- **Object point labels**:
• • • • • • •

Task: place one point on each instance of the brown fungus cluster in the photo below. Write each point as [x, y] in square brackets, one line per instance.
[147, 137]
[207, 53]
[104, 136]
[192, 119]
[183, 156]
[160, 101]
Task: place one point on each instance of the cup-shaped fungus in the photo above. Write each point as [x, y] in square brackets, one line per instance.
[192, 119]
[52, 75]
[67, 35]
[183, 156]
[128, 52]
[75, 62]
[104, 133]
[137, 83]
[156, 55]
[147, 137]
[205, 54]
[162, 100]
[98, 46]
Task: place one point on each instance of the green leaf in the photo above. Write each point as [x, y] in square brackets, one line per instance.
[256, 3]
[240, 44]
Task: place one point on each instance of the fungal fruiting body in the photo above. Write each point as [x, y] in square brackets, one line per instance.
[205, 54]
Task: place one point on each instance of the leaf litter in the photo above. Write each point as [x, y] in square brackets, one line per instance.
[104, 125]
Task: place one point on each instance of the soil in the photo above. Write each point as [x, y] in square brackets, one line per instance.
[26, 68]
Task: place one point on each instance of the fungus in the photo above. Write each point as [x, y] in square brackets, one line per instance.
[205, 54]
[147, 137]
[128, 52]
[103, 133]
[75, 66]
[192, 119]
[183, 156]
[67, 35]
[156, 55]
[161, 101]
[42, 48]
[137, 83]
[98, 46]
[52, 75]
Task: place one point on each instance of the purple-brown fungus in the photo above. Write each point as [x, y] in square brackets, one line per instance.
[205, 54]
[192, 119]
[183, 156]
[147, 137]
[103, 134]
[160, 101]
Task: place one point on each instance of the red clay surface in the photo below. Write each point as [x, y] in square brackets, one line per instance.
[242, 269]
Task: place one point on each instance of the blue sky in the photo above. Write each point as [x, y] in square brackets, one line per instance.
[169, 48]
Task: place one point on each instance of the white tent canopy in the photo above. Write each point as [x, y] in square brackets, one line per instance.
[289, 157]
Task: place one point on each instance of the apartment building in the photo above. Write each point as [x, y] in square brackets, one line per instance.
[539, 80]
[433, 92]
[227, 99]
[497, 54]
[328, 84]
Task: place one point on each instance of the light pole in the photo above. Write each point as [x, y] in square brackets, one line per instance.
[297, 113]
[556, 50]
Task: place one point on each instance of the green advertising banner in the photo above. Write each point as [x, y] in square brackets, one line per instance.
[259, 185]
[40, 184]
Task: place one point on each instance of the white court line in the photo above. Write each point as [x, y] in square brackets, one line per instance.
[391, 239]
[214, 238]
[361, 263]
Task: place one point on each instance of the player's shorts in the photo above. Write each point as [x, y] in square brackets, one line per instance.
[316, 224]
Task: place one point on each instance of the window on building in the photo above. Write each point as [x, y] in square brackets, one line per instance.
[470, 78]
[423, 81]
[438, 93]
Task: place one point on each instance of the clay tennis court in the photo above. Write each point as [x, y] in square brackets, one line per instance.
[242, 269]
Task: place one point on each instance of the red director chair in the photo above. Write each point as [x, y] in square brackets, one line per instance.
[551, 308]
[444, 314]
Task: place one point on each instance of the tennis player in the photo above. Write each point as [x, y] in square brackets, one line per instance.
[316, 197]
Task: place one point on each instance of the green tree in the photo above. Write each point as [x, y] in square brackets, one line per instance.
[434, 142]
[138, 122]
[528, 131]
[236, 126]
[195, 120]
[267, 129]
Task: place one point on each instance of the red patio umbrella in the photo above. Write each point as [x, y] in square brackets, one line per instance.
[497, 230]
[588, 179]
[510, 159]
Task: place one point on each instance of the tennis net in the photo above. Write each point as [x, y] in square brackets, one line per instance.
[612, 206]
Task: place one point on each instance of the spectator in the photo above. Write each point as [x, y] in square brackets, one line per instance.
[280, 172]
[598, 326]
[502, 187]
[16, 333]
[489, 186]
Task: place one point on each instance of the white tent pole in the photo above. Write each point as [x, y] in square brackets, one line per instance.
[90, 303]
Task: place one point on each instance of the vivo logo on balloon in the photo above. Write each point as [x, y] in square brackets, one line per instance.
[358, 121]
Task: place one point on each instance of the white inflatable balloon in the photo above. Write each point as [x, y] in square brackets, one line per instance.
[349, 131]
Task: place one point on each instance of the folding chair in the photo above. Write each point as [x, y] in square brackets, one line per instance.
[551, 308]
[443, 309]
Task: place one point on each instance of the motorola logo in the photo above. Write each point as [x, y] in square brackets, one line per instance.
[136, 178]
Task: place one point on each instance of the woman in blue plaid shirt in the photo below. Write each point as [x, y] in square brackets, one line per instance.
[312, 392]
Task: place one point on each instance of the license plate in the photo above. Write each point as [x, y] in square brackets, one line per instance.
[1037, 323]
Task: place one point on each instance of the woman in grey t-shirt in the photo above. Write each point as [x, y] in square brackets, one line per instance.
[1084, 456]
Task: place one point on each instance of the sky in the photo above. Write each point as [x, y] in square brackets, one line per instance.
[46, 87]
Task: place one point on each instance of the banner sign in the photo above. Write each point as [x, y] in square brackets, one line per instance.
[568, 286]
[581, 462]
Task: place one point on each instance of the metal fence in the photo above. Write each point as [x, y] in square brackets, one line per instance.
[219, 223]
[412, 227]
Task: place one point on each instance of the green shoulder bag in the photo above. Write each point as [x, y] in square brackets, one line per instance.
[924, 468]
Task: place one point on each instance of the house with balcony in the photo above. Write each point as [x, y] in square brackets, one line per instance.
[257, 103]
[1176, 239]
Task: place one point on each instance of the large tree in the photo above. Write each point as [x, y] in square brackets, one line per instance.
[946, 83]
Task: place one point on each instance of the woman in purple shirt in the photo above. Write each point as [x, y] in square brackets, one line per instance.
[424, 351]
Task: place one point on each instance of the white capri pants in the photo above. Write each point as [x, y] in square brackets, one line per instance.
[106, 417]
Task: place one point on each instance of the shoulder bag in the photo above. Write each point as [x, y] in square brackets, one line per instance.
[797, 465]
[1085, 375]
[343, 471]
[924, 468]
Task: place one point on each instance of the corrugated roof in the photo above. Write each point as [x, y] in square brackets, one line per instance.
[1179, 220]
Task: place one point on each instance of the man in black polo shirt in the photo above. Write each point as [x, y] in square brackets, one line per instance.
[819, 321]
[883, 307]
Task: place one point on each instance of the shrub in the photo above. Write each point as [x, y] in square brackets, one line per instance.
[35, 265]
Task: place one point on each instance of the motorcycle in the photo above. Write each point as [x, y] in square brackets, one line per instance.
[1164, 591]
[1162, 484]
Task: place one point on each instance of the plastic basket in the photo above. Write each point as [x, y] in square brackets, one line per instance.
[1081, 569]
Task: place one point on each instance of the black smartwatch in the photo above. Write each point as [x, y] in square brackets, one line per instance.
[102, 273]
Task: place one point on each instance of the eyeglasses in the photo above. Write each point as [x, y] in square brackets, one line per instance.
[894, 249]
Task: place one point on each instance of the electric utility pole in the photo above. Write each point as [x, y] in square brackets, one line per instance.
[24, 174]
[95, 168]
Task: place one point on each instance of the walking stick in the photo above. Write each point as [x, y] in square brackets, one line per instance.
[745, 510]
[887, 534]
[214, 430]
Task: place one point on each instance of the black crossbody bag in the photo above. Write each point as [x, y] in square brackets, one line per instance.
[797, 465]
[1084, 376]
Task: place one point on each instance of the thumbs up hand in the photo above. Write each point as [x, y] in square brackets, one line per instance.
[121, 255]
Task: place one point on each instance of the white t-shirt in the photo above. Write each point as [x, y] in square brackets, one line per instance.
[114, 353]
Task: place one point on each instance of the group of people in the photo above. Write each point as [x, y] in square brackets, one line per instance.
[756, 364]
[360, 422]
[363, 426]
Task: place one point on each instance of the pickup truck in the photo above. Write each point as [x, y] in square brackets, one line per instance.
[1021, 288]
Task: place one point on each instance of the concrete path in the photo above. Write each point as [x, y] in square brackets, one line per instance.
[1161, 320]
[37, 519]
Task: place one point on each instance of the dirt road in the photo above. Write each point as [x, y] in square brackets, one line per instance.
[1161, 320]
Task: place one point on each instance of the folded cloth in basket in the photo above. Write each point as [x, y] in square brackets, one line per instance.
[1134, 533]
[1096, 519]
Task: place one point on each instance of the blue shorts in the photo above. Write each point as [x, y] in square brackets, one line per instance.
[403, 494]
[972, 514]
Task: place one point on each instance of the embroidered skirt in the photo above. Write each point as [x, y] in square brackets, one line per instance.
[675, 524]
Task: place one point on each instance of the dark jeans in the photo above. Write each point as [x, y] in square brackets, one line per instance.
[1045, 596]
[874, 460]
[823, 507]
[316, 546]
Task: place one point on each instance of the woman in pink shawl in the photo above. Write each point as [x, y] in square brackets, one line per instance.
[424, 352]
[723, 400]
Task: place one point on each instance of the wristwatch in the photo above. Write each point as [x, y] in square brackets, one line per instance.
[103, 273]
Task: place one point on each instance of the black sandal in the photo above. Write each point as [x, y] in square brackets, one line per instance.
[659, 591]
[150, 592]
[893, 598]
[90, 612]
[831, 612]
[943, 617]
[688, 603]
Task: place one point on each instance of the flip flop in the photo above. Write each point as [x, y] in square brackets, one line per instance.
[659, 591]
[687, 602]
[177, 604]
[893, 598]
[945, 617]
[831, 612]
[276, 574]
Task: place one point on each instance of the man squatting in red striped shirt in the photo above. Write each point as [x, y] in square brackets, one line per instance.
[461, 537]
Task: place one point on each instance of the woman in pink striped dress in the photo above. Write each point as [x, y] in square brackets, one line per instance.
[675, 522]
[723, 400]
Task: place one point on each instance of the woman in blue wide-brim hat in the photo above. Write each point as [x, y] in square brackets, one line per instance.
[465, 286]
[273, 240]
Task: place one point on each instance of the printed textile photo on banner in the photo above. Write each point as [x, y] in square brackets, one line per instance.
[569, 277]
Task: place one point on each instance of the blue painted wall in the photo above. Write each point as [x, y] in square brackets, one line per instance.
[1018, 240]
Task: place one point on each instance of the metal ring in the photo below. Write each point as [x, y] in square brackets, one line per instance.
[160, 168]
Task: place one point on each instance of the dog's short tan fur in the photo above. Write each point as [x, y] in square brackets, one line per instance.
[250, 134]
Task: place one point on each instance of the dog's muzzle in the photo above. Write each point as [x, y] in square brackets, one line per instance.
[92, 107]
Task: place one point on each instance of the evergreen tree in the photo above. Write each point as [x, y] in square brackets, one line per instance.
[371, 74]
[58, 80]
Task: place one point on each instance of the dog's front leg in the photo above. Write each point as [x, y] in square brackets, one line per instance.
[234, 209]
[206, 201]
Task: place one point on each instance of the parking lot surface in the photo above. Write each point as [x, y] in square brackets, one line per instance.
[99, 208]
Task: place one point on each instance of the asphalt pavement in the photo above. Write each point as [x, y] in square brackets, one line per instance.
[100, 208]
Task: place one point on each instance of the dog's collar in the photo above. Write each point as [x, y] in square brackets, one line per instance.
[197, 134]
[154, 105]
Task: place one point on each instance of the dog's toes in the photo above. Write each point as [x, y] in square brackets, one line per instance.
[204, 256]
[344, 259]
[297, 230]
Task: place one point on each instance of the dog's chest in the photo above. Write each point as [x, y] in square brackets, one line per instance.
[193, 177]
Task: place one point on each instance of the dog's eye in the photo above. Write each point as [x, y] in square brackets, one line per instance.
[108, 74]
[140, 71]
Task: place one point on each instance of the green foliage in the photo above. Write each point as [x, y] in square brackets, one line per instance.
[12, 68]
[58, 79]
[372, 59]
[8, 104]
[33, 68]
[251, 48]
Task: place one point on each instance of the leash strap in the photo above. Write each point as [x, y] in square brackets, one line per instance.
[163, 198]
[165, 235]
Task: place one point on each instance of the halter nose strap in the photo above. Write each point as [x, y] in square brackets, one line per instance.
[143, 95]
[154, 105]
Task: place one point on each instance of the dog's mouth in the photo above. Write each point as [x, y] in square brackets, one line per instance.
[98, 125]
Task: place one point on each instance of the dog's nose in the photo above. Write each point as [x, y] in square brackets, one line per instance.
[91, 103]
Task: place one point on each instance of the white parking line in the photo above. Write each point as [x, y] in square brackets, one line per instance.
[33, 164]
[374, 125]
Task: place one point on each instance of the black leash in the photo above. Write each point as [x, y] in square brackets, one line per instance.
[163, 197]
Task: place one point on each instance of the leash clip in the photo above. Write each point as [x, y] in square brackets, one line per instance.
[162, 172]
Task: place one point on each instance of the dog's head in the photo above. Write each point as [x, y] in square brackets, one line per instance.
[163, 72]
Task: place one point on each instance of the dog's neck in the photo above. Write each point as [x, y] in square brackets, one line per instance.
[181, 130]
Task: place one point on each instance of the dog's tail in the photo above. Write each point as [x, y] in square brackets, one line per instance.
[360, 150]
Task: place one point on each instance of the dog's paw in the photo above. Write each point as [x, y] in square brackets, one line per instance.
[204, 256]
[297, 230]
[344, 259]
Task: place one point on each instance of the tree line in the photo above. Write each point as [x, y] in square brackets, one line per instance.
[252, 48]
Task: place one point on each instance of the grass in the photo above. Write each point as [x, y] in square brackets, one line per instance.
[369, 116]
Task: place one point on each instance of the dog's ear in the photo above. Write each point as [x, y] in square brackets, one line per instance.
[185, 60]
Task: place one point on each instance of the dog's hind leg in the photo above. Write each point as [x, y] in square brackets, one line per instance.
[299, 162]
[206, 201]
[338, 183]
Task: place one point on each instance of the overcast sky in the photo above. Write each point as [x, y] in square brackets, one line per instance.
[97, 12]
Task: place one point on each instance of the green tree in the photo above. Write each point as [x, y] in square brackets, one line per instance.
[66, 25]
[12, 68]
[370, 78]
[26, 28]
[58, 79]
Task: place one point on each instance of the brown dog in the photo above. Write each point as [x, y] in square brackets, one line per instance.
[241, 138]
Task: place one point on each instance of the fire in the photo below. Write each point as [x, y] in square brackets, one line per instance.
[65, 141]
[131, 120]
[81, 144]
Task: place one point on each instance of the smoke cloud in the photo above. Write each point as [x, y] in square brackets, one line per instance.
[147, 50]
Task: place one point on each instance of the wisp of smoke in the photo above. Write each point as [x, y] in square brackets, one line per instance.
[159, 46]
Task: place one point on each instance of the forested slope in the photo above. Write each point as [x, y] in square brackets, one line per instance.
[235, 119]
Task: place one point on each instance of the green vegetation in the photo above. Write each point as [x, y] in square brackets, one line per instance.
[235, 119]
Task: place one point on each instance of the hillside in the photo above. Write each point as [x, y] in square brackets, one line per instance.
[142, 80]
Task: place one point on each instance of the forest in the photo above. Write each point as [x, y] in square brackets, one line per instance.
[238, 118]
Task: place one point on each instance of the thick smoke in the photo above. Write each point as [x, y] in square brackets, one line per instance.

• • • • • • •

Only the lines from the one containing "Task: place one point on each instance of the forested" through the end of the material should be reproduced, exactly, with both ends included.

- **Answer to the problem**:
Task: place one point on each instance of the forested slope in the photo above. Write each point as [x, y] in square brackets, one line per instance.
[235, 119]
Task: place one point on each instance of the green vegetation in the photo above. Write each point as [x, y] in square brackets, one line per instance.
[235, 119]
Task: place one point on each instance of the hillside in the photo above. Write each point as [x, y] in square brackets, one line per instance.
[142, 80]
Task: place one point on each instance of the forest in the photo above. Write each point as [x, y] in square brackets, one line per instance.
[238, 118]
Task: place one point on each instance of the thick smoke in the photo above. Write each point as [x, y] in square brackets, one line per instance.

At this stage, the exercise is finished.